- Task: Revise the data so that every "per instance" becomes "per object", leaving everything else unchanged.

- Exercise inputs:
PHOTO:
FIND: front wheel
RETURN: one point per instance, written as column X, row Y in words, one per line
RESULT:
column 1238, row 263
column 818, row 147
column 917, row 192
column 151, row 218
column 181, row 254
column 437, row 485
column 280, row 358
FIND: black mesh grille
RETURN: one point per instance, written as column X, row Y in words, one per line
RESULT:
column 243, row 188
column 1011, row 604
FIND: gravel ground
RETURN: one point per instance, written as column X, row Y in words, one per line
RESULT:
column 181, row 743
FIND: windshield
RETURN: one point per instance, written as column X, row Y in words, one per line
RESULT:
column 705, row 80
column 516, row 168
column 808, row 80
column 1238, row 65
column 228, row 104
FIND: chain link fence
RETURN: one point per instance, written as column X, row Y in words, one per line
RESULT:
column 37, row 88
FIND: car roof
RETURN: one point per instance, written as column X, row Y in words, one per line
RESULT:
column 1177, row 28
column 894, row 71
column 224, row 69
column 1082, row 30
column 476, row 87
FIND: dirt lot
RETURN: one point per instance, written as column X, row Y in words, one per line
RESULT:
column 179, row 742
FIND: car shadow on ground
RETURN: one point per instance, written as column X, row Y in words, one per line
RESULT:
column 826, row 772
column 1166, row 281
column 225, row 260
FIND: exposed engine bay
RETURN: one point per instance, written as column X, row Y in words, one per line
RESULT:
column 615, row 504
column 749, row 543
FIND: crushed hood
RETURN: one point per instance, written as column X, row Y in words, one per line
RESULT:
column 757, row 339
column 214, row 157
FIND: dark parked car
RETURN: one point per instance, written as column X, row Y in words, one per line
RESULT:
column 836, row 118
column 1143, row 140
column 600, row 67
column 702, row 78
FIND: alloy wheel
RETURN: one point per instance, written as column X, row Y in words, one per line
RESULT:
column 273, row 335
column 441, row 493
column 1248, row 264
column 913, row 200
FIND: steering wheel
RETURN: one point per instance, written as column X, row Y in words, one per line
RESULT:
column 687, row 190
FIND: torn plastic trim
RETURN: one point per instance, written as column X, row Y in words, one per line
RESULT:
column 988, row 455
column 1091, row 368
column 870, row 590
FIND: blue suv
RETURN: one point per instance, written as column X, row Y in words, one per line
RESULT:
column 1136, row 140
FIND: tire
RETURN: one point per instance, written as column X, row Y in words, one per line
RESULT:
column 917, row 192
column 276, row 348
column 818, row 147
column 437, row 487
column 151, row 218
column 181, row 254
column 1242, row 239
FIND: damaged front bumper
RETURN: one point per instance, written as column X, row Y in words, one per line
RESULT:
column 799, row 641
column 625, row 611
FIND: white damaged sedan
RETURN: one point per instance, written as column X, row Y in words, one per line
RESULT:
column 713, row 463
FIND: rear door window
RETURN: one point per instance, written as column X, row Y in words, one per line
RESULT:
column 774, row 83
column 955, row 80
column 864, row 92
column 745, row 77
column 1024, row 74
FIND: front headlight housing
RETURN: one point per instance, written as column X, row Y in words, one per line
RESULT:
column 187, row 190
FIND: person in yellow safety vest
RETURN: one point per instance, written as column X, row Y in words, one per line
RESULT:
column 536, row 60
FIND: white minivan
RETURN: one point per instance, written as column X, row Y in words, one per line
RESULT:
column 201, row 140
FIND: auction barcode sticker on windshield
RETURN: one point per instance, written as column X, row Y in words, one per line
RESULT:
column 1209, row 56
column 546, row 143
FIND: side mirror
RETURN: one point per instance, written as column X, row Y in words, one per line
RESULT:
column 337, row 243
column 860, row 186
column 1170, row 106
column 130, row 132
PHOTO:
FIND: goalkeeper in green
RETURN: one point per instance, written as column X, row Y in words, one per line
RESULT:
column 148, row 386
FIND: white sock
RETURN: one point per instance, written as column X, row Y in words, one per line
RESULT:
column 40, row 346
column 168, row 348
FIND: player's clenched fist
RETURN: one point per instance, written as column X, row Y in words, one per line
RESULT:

- Written solution:
PHOTO:
FIND: front wheel
RETURN: one point per object, written as column X, row Y in words, one per line
RESULT:
column 1238, row 263
column 818, row 147
column 917, row 192
column 151, row 218
column 181, row 254
column 437, row 485
column 280, row 358
FIND: black mesh grille
RETURN: one point per object, written as column X, row Y in words, one per line
RESULT:
column 243, row 188
column 1011, row 604
FIND: gravel ground
RETURN: one point per object, written as column X, row Y in words, one per line
RESULT:
column 181, row 743
FIND: windshield
RETURN: one point per object, written as column X, row Y in words, one per line
RESULT:
column 705, row 80
column 516, row 168
column 808, row 80
column 1238, row 65
column 228, row 104
FIND: chain link fence
RETURN: one point per object, written as column X, row Y in words, one per line
RESULT:
column 37, row 88
FIND: car roof
RETURN: one point per object, written as column X, row Y in words, one per line
RESULT:
column 1177, row 28
column 894, row 71
column 224, row 69
column 1082, row 30
column 476, row 87
FIND: dirt lot
RETURN: one point per object, written as column X, row Y in words, one per line
RESULT:
column 179, row 742
FIND: car shadow on ground
RETURN: one point per object, written as column X, row Y in words, one per line
RESULT:
column 826, row 772
column 1166, row 281
column 225, row 260
FIND: exposed engine bay
RETURN: one point per object, written as column X, row Y in words, one per line
RESULT:
column 615, row 504
column 749, row 543
FIND: crushed hood
RETURN: one point per object, written as column X, row Y in words, one per line
RESULT:
column 757, row 339
column 214, row 157
FIND: dark parked car
RETURN: one point per object, written as column X, row Y in words, one per line
RESULT:
column 836, row 118
column 1143, row 140
column 600, row 67
column 702, row 78
FIND: alloy wheel
RETURN: one point per object, written as column X, row Y in words, one per line
RESULT:
column 273, row 335
column 441, row 493
column 1248, row 264
column 913, row 200
FIND: steering wheel
RETURN: one point per object, written as column X, row Y in words, one per line
RESULT:
column 687, row 190
FIND: torn plastic trim
RETURN: one point per object, written as column X, row Y in words, one per line
RESULT:
column 988, row 455
column 1091, row 368
column 870, row 590
FIND: blue suv
RETURN: one point per object, written as column X, row Y in words, one per line
RESULT:
column 1136, row 140
FIND: tire
RETURN: one point per object, written as column X, row Y in words, one per line
RESULT:
column 917, row 192
column 276, row 348
column 818, row 147
column 437, row 487
column 151, row 218
column 181, row 254
column 1242, row 239
FIND: damaged front bumper
RETURN: one point per object, written as column X, row Y in words, one per line
RESULT:
column 799, row 641
column 625, row 611
FIND: white damaged sedan
RETURN: one point per object, written as column X, row Y in words, one per line
RESULT:
column 713, row 463
FIND: rear door window
RETURN: one point per object, written as column X, row Y in words, one per line
RESULT:
column 774, row 83
column 955, row 80
column 864, row 92
column 745, row 77
column 1024, row 74
FIND: front headlight housing
RETURN: one point per object, written as column X, row Y in words, one per line
RESULT:
column 187, row 190
FIND: person in yellow safety vest
RETURN: one point per object, written as column X, row Y in words, one per line
RESULT:
column 536, row 60
FIND: white minivan
RETURN: one point per object, written as column X, row Y in words, one per line
RESULT:
column 201, row 140
FIND: auction barcode sticker on windshield
RETURN: one point per object, written as column X, row Y in words, one per line
RESULT:
column 1209, row 56
column 546, row 143
FIND: side mirror
RETURN: one point per object, written as column X, row Y in words, one per line
RESULT:
column 337, row 243
column 860, row 186
column 1170, row 106
column 130, row 132
PHOTO:
FIND: goalkeeper in green
RETURN: one point per object, written as column X, row Y in words, one per line
RESULT:
column 148, row 386
FIND: white sock
RETURN: one point per object, written as column X, row Y in words, one per line
RESULT:
column 40, row 346
column 168, row 348
FIND: player's clenched fist
RETURN: one point per object, written as column X, row Y in words, one per line
RESULT:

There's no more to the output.